— WHAT TO PRODUCE —
The data below must be copied in full and without any change.

(Collection entries)
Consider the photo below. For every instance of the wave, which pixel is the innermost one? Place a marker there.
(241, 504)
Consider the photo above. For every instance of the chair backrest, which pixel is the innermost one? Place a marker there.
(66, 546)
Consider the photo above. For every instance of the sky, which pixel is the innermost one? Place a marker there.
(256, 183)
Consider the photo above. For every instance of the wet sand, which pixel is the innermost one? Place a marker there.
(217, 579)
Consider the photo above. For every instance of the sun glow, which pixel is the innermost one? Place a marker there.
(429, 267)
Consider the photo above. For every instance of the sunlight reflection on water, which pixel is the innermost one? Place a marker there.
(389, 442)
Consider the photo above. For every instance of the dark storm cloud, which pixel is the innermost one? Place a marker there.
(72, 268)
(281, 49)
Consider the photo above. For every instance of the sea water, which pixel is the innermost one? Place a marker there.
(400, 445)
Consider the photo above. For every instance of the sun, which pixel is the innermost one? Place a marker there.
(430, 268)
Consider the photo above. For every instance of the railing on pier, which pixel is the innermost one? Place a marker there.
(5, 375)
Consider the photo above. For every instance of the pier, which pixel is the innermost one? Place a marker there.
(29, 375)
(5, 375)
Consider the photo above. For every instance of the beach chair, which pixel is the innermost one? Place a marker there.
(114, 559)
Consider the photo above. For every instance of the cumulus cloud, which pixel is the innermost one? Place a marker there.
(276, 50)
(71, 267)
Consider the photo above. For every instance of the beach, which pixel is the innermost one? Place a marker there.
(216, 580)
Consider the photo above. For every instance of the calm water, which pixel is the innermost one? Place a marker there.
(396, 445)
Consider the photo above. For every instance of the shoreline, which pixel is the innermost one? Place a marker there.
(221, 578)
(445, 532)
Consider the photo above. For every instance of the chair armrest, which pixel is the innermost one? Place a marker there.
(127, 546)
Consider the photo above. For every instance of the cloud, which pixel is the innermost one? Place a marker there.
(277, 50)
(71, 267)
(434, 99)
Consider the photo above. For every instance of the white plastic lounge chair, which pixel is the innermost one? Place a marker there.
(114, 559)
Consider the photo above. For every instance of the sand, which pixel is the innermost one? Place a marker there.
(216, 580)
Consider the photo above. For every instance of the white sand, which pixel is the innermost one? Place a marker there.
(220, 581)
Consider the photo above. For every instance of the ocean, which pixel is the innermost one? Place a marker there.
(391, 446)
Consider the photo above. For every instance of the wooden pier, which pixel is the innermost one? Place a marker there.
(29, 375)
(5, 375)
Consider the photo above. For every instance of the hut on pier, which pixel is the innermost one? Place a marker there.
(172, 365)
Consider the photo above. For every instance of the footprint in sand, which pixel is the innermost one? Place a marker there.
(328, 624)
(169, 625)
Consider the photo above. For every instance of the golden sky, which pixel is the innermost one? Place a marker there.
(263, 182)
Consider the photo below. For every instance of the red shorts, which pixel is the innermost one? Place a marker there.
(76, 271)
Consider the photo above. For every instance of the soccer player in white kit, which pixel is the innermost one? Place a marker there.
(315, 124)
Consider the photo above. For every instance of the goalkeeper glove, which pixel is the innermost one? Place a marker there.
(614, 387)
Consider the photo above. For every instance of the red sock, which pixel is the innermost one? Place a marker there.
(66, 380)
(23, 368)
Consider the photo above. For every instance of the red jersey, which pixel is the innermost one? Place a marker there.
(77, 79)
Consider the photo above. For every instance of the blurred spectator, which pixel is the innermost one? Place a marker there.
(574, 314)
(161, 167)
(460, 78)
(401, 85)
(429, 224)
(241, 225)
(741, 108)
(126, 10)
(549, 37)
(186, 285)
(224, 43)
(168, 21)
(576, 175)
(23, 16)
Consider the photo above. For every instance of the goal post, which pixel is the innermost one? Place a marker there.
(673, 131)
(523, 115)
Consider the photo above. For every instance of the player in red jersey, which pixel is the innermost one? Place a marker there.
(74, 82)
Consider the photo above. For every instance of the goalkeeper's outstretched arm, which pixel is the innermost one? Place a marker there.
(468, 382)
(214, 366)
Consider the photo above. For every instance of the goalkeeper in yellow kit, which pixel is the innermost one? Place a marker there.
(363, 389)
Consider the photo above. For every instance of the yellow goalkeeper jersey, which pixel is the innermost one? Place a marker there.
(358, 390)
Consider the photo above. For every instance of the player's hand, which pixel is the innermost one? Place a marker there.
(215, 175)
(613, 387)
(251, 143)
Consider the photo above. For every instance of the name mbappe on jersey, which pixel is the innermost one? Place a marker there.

— CORRECT RESULT —
Consider the photo below. For every instance of the wave, which pixel is the innermost one? Place a marker there.
(241, 504)
Consider the photo above. For every instance of the chair backrest, which pixel is the innermost one? Place a marker there.
(66, 546)
Consider the photo above. For every instance of the sky, which pixel is the innermost one? Place a marker there.
(256, 183)
Consider the photo above. For every instance of the wet sand, which pixel is the innermost one? Place a marker there.
(217, 579)
Consider the photo above. For every instance of the sun glow, which pixel is the innermost one? Place a marker there.
(429, 267)
Consider the photo above. For every instance of the sunlight reflection on water, which pixel is the innermost one? Place a marker there.
(389, 442)
Consider the photo above. For every instance of the dark storm cloud, which pixel is the innermost one? Place a marker there.
(72, 268)
(281, 49)
Consider the photo above. For every instance of the sea water, which pixel is the innermost one? Place a marker there.
(400, 445)
Consider the photo above. For every instance of the sun, which pixel is the innermost one? Place a marker there.
(430, 268)
Consider the photo above. For every instance of the railing on pier, which pixel is the innermost one? Place a marker there.
(5, 375)
Consider the photo above. For every instance of the pier, which pixel is the innermost one? Place a marker there.
(29, 375)
(5, 375)
Consider the photo above. For every instance of the beach chair, which pixel is the innermost one? Place a marker there.
(114, 559)
Consider the photo above. For every instance of the cumulus cloud, which pixel is the innermost one? Place a marker there.
(276, 50)
(71, 267)
Consider the photo above. For every instance of the beach, which pixel is the innermost one? Place a marker there.
(216, 580)
Consider the photo above. For every instance of the calm water, which pixel is the innermost one? Place a marker there.
(396, 445)
Consider the photo above. For every instance of the shoreline, which pixel is the innermost one? Place a marker there.
(221, 578)
(445, 532)
Consider the photo above. For every instance of the chair armrest, which pixel is the innermost one? Place a marker there.
(127, 546)
Consider the photo above. For every instance of the cloud, which pixel is the innermost one? Place a marker there.
(277, 50)
(71, 267)
(434, 99)
Consider the photo above. For every instance of the white plastic lounge chair, which pixel is the innermost one? Place a marker there.
(114, 559)
Consider the photo above. For every instance of the sand, which pixel is the innermost one? Place a marker there.
(216, 580)
Consider the photo above. For every instance of the white sand, which pixel is the innermost one? Place a marker there.
(220, 581)
Consider the photo above. For every instance of the ocean, which pixel is the innermost one? Place a marker there.
(391, 446)
Consider the photo above. For every instance of the wooden pier, which pixel is the innermost one? Place a marker there.
(29, 375)
(5, 375)
Consider the photo above. For every instance of the hut on pier, which pixel is the innermost one? Place a marker there.
(172, 365)
Consider the photo above. For every instance of the footprint in sand, which pixel is the innermost one? Place a marker there.
(328, 624)
(169, 625)
Consider the photo above. For every instance of the golden sky, which pixel is the innermost one? Place a marker there.
(263, 182)
Consider the photo below. For every instance of the red shorts, which pixel is the innermost one? Place a marker there.
(76, 271)
Consider the photo above. For every instance of the soccer player in white kit, which pixel is the innermost one? Place a marker there.
(315, 124)
Consider the photo above. For every instance of the goalkeeper glove, which pixel is the innermost one? Place a marker there.
(614, 387)
Consider the photo above. For every instance of the red sock, which pixel is the innermost one? Place a marker there.
(66, 380)
(23, 368)
Consider the photo above. For every instance of the red jersey, which pixel is the innermost one? Place a marker there.
(77, 79)
Consider the photo above. For every instance of the blurred spectator, which pixel is the innermost one? Place a marker there.
(574, 314)
(161, 167)
(460, 78)
(401, 85)
(429, 224)
(241, 225)
(741, 108)
(126, 10)
(549, 37)
(186, 285)
(224, 43)
(168, 21)
(576, 175)
(23, 16)
Consider the photo above. For every instance of the goal post, which pixel is the innermost one? Place a marker there.
(673, 131)
(523, 115)
Consider the photo above. For every instance of the player in red jersey, which pixel is the innermost one? Place a marker there.
(74, 82)
Consider the photo above. For every instance of the goalkeeper's outstretched arm, which pixel is the innermost one? Place a marker there.
(468, 382)
(214, 366)
Consider the photo above. For every instance of the goalkeeper in yellow kit, which pixel is the innermost one? Place a marker there.
(363, 389)
Consider the photo above. For every instance of the yellow goalkeeper jersey, which pixel is the innermost one? Place a marker there.
(358, 390)
Consider the photo above. For every instance of the player's hand, which pixel is the innermost one? Place a marker there.
(215, 175)
(613, 387)
(251, 143)
Consider the photo above. For every instance of the name mbappe on jersey, which pixel is the innermost one? Place a marker there.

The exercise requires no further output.